## BEGIN

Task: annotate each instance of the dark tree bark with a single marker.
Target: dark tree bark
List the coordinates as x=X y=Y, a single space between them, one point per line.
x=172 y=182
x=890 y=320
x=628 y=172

## END

- Instructions for the task
Please update all the records above, replacing "dark tree bark" with "rough bark" and leaving every other line unchanged.

- Exercise result
Task: annotate each instance of the rough bark with a single marker.
Target: rough bark
List the coordinates as x=X y=Y, a single space between them, one point per line.
x=172 y=182
x=890 y=320
x=628 y=172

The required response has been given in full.